(Saved entries)

◇ ◇ ◇ ◇ ◇

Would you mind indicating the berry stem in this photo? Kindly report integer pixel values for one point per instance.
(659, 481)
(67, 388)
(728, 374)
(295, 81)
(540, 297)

◇ ◇ ◇ ◇ ◇

Directions = Output all of the records above verbatim, line for line, with no changes.

Result for this task =
Would you mind indicating the berry stem in this photo? Kindly report integer pixel values for one point per instance.
(659, 481)
(67, 388)
(728, 374)
(295, 81)
(540, 297)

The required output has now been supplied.